» Your task:
Copy out every line of the records below, word for word and in the same order.

○ ○ ○ ○ ○

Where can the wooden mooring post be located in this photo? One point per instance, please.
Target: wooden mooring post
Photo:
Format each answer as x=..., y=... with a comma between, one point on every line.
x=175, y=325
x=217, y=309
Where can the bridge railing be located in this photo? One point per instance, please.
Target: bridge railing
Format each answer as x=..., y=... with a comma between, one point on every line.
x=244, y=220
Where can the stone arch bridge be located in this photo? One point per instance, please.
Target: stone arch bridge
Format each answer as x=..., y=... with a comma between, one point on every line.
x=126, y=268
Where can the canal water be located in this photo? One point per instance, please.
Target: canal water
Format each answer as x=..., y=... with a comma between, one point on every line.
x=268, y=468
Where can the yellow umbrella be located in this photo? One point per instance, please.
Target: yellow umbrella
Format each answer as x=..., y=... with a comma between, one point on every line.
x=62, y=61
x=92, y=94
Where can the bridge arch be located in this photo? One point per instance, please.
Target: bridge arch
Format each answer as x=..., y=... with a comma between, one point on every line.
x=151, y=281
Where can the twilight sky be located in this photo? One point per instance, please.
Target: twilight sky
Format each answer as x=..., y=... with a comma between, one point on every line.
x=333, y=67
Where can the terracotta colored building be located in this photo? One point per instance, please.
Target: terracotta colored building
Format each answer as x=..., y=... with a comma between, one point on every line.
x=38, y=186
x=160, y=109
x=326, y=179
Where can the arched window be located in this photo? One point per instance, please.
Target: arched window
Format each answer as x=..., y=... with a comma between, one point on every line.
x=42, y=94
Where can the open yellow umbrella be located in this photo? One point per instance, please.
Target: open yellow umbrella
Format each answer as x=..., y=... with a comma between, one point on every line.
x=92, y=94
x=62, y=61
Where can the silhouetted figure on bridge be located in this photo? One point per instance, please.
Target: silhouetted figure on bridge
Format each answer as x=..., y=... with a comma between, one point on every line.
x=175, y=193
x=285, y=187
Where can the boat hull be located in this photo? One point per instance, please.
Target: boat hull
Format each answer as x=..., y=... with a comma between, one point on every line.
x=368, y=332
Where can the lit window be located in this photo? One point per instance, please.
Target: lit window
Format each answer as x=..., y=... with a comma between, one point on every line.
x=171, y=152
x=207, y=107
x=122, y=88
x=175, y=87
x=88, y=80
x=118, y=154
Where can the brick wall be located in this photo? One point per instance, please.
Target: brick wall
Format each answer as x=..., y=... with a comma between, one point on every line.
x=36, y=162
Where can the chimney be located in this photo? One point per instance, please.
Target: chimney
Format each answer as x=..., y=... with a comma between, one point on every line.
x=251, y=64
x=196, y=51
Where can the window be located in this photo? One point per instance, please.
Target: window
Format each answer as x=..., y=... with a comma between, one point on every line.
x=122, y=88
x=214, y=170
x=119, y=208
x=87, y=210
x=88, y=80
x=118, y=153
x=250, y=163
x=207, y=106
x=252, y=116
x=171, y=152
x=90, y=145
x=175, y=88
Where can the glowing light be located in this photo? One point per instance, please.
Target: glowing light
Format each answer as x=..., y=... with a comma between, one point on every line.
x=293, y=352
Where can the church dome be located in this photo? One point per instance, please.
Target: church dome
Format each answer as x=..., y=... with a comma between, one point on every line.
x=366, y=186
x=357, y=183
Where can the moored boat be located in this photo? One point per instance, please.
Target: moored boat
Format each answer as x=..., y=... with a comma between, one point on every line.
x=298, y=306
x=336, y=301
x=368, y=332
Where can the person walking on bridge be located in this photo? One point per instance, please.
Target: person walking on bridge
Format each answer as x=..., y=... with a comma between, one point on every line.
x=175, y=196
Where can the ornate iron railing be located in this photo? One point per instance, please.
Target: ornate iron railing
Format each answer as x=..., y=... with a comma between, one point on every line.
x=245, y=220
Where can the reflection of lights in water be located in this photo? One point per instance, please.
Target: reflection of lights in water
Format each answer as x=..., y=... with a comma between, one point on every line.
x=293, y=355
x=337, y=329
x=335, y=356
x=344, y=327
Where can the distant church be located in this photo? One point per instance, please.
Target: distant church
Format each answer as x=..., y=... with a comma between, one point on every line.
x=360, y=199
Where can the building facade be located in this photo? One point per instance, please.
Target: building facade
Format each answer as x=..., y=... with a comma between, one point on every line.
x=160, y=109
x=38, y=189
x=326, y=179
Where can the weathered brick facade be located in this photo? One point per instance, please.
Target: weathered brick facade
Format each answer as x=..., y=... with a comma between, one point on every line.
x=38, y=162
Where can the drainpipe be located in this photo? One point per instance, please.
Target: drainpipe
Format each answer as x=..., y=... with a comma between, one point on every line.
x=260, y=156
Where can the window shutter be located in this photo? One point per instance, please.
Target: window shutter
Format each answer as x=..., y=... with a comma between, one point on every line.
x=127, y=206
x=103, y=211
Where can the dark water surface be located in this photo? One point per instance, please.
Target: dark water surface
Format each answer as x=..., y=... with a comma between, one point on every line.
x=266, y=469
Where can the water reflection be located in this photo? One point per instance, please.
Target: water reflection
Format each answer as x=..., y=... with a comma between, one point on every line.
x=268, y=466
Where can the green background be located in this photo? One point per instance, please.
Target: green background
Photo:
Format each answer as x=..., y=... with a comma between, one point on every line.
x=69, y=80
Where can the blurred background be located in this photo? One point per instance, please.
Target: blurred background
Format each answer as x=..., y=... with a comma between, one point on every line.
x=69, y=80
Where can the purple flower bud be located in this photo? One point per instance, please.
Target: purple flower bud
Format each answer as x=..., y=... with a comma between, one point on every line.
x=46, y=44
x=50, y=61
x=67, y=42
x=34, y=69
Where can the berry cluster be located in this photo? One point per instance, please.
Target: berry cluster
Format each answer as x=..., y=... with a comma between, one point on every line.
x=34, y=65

○ ○ ○ ○ ○

» Full response:
Where can the wooden mooring post be located in this photo? One point per instance, please.
Target: wooden mooring post
Photo:
Format each answer as x=..., y=... with a comma between, one point on every line.
x=175, y=325
x=217, y=309
Where can the bridge railing be located in this photo? One point per instance, please.
Target: bridge railing
Format each answer as x=..., y=... with a comma between, one point on every line.
x=244, y=220
Where can the stone arch bridge be located in this photo? One point per instance, please.
Target: stone arch bridge
Format each answer as x=..., y=... with a comma between, one point on every line.
x=126, y=268
Where can the canal water be located in this photo? One point per instance, please.
Target: canal water
Format each answer as x=..., y=... with a comma between, one point on every line.
x=268, y=468
Where can the yellow umbrella be located in this photo? One point per instance, please.
Target: yellow umbrella
Format each answer as x=..., y=... with a comma between, one point on every line.
x=62, y=61
x=92, y=94
Where can the bridge arch be located in this photo? One point per instance, please.
Target: bridge arch
Format each answer as x=..., y=... with a comma between, one point on every line.
x=151, y=281
Where can the twilight sky be located in this photo? One point per instance, please.
Target: twilight sky
Format each answer as x=..., y=... with a comma between, one point on every line.
x=333, y=67
Where can the terracotta colored building be located in this photo? One point per instance, please.
Target: terracotta colored building
Format each answer as x=..., y=... with a comma between, one point on every line.
x=38, y=186
x=160, y=109
x=326, y=179
Where can the arched window be located in this photo? One point per instance, please.
Target: arched window
Format each answer as x=..., y=... with a comma between, one point on every line.
x=42, y=94
Where can the open yellow umbrella be located in this photo? One point per instance, please.
Target: open yellow umbrella
Format each answer as x=..., y=... with a comma between, one point on every line.
x=92, y=94
x=62, y=61
Where can the silhouetted figure on bridge be located in this photo? One point per instance, please.
Target: silhouetted figure on bridge
Format each answer as x=..., y=... with a comma between, one point on every line.
x=175, y=193
x=285, y=187
Where can the boat hull be located in this photo? One point per instance, please.
Target: boat hull
Format each answer as x=..., y=... with a comma between, one point on every line.
x=368, y=332
Where can the lit window be located in this photo? One point per instance, please.
Target: lit window
Format each answer as x=..., y=... with a comma between, one point on every line.
x=171, y=152
x=207, y=107
x=122, y=88
x=175, y=87
x=88, y=80
x=118, y=154
Where can the brick wall be located in this photo? One point per instance, please.
Target: brick wall
Format each answer as x=..., y=... with a comma between, one point on every line.
x=36, y=162
Where can the chimney be located in this photo? One point per instance, please.
Target: chimney
Format each answer as x=..., y=... with a comma between, one point on every line.
x=251, y=64
x=196, y=51
Where can the window be located in this photo? One point per instance, please.
Target: window
Format each answer as x=..., y=... with a comma between, one point on every line.
x=122, y=88
x=214, y=170
x=119, y=208
x=87, y=210
x=88, y=80
x=118, y=153
x=250, y=163
x=207, y=106
x=252, y=116
x=171, y=152
x=90, y=145
x=175, y=88
Where can the glowing light be located in this photo? One point per instance, please.
Target: glowing light
Format each answer as x=..., y=... with a comma between, one point on every line.
x=293, y=352
Where can the church dome be located in this photo? One point per instance, please.
Target: church dome
Format each answer as x=..., y=... with a comma between, one point on every line.
x=366, y=186
x=357, y=183
Where can the moored boat be located in this photo? One point per instance, please.
Target: moored boat
Format each answer as x=..., y=... with a comma between, one point on every line.
x=298, y=306
x=336, y=301
x=368, y=332
Where can the person walking on bridge be located in this photo? One point per instance, please.
Target: person walking on bridge
Format each answer as x=..., y=... with a comma between, one point on every line.
x=175, y=196
Where can the ornate iron railing be located in this photo? One point per instance, please.
Target: ornate iron railing
Format each answer as x=..., y=... with a comma between, one point on every line.
x=245, y=220
Where can the reflection of lights in water be located in this photo? One point per instance, please.
Target: reflection of lights in water
Format each answer as x=..., y=... with a comma between, one point on every line.
x=293, y=355
x=337, y=329
x=335, y=356
x=344, y=327
Where can the distant church be located in this photo? One point per instance, please.
Target: distant church
Format each answer as x=..., y=... with a comma between, one point on every line.
x=360, y=199
Where can the building facade be located in this photo? One point per instance, please.
Target: building facade
Format each answer as x=..., y=... with a comma between, one point on every line.
x=160, y=109
x=38, y=189
x=326, y=179
Where can the weathered brick facade be located in this photo? One point per instance, please.
Target: weathered brick facade
Format each answer as x=..., y=... with a comma between, one point on every line.
x=38, y=162
Where can the drainpipe be located in this photo? One point per instance, please.
Target: drainpipe
Format each answer as x=..., y=... with a comma between, one point on every line.
x=260, y=156
Where can the window shutter be located in this photo? One point per instance, please.
Target: window shutter
Format each answer as x=..., y=... with a comma between, one point on every line.
x=127, y=206
x=103, y=211
Where can the dark water surface be located in this photo? One point per instance, please.
Target: dark water surface
Format each answer as x=..., y=... with a comma between, one point on every line.
x=266, y=469
Where can the water reflection be located in this photo? One point per instance, please.
Target: water reflection
Format each answer as x=..., y=... with a comma between, one point on every line.
x=268, y=466
Where can the green background be located in this photo? One point per instance, please.
Target: green background
Photo:
Format each answer as x=..., y=... with a comma between, one point on every line.
x=69, y=80
Where can the blurred background be located in this photo? One point per instance, please.
Target: blurred background
Format each answer as x=..., y=... with a comma between, one point on every line.
x=69, y=80
Where can the purple flower bud be located in this photo? One point per instance, please.
Target: purple flower bud
Format each answer as x=..., y=... with a comma between, one point on every line.
x=46, y=44
x=50, y=61
x=67, y=42
x=34, y=69
Where can the berry cluster be located in this photo? One point per instance, please.
Target: berry cluster
Format each answer as x=..., y=... with a comma between, one point on every line.
x=34, y=65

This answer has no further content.